■ EXTRAIT:

┌──

L’un des registres dans lequel Fincher n’a jamais cessé d’exceller est de reprendre à son compte une intrigue déjà bétonnée de A à Z, ne serait-ce qu’au travers de son origine littéraire, et la dupliquer telle quelle avec un perfectionnisme aigu et une gestion diabolique du détail le plus anodin. Dans Millénium, on se souvient que l’intrigue, alors connue de (presque) tout le monde, servait de leurre pour mieux orienter son point de vue sur des territoires bien plus troubles. Gone Girl fait de même, mais de façon plus pernicieuse : si le film donne l’impression de jouir d’une narration profondément maline qui déconstruit sans cesse chaque vérité au travers d’un redoutable système de twists, il ne vise en réalité rien d’autre que de confronter son récit tordu au contemporain le plus inavouable.

Reprenant ainsi le processus de propagation décrit dans The social network (dont Gone Girl s’impose clairement comme un film jumeau), Fincher déroule alors le mécanisme qui libère un fait divers de son cercle d’origine pour finalement l’étendre vers un horizon infini (des médias à l’ensemble du pays), un peu à la manière des cercles concentriques créés sur la surface de l’eau lorsqu’un caillou la traverse. Le découpage du film se calque d’ailleurs pleinement sur ce système, qu’il s’agisse d’un générique de début au débit de plans hyper-cut (avec des crédits plus que furtifs qui se dissolvent dans l’image) ou d’une mise en scène proprement géniale, sobre et glaciale à l’extrême, qui vide les vieux tiroirs fincheriens (pas d’effets de style affirmés, pas de décors suintant la décrépitude, pas de chemin de croix enragé) pour ne conserver qu’une ligne esthétique à la fois claire et troublée, guidée par une association cristalline de plans larges et de mouvements de caméra d’une élégance rarissime. Et au-delà des qualités de fabrication qui lui font ici un écho direct, on pense souvent à Zodiac pour cet art de l’ampleur et de l’étirement du temps, destiné à rendre toujours plus scotchant (mais sans en donner l’impression) chaque ouverture de tiroir de ce gigantesque trompe-l’œil narratif, où les apparences jouent aux chaises musicales. L’art de la sobriété bouillante, en somme : un examen dans lequel Fincher réussit une fois de plus un sans-faute indiscutable.

└──

■ INFORMATIONS EXTRAITES:

┌──

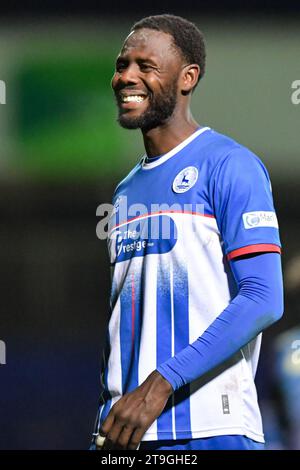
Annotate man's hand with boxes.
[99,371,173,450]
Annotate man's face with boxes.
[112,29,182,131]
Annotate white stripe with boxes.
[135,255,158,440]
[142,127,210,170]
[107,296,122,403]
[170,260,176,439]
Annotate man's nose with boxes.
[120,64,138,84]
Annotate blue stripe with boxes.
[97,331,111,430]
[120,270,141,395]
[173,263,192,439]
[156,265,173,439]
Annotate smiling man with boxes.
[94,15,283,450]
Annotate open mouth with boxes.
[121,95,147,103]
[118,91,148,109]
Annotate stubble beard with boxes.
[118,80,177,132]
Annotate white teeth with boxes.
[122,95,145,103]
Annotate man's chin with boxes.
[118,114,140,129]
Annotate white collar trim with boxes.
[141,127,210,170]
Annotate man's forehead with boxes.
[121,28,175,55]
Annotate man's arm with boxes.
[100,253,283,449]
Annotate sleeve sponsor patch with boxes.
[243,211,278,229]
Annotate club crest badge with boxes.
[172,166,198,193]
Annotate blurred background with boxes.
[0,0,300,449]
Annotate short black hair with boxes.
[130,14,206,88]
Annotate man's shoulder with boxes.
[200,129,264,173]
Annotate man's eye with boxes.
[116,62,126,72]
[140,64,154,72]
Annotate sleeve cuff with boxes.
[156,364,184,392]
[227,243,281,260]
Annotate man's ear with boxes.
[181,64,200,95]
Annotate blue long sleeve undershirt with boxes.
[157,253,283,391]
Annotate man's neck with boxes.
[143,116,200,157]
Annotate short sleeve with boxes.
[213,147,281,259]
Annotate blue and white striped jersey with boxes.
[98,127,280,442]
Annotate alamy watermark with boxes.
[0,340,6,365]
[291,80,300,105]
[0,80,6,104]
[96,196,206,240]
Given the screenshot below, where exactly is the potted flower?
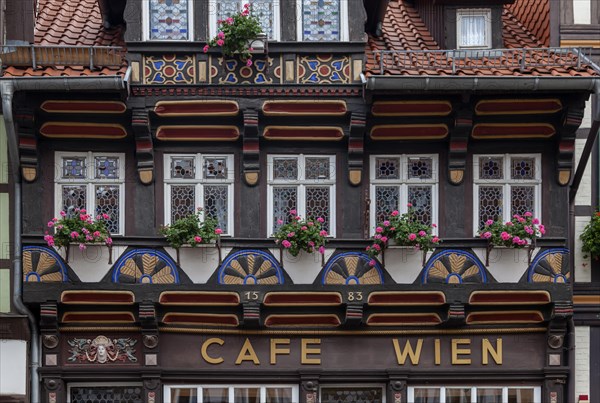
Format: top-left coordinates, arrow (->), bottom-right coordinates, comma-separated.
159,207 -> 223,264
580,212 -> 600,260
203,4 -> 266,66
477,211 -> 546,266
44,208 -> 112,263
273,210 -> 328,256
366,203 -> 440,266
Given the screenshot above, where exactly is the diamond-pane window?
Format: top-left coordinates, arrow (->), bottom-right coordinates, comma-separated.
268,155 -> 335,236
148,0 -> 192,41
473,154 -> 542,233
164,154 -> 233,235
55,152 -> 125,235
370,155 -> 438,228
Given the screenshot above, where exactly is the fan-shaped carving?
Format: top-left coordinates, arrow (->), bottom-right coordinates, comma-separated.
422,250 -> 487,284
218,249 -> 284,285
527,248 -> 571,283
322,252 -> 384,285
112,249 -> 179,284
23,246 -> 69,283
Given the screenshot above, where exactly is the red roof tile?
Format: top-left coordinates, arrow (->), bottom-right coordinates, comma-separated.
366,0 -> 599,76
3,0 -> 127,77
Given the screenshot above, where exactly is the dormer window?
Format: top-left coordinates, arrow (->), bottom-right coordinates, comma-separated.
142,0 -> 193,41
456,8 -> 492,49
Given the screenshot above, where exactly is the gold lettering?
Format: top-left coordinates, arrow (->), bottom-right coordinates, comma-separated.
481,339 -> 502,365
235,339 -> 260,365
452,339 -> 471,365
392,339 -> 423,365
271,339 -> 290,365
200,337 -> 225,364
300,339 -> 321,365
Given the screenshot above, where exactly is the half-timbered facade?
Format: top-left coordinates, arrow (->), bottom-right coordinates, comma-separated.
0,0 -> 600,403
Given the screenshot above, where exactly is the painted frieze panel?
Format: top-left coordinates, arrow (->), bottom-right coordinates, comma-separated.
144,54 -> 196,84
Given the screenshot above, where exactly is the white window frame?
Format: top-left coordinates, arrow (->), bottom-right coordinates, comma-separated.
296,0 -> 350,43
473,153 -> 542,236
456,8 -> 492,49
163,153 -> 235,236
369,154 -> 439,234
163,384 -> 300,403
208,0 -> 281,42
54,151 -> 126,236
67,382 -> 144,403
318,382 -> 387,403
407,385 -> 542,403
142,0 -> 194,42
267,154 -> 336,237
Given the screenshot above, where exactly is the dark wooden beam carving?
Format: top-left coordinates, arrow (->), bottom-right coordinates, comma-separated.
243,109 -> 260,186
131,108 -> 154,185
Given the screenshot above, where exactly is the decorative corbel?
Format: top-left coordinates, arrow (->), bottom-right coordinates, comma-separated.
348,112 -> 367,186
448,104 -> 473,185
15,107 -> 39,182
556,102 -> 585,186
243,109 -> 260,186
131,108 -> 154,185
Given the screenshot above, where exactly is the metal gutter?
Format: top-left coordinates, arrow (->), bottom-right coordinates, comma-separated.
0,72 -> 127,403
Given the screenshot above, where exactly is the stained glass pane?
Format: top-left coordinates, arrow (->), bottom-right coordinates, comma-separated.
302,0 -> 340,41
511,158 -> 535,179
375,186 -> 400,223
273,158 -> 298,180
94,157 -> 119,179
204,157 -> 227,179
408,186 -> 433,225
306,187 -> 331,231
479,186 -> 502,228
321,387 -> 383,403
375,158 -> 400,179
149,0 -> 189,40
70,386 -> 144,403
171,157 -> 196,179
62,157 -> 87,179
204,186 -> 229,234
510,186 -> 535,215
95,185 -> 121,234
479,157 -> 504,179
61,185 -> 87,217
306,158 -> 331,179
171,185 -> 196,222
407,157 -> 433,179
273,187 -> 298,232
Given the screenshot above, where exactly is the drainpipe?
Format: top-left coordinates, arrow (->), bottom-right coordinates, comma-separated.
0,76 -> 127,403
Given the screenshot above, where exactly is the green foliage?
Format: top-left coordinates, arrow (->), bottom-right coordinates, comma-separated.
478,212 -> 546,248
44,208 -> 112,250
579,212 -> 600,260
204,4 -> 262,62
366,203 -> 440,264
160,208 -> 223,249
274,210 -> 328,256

└──

■ OBJECTIF DE L'EXERCICE: Reproduisez à l'identique le passage de l'extrait compris entre « L’un des registres » et « le plus inavouable. », ces deux bornes incluses.

■ RÉSULTAT DE L'EXERCICE:
L’un des registres dans lequel Fincher n’a jamais cessé d’exceller est de reprendre à son compte une intrigue déjà bétonnée de A à Z, ne serait-ce qu’au travers de son origine littéraire, et la dupliquer telle quelle avec un perfectionnisme aigu et une gestion diabolique du détail le plus anodin. Dans Millénium, on se souvient que l’intrigue, alors connue de (presque) tout le monde, servait de leurre pour mieux orienter son point de vue sur des territoires bien plus troubles. Gone Girl fait de même, mais de façon plus pernicieuse : si le film donne l’impression de jouir d’une narration profondément maline qui déconstruit sans cesse chaque vérité au travers d’un redoutable système de twists, il ne vise en réalité rien d’autre que de confronter son récit tordu au contemporain le plus inavouable.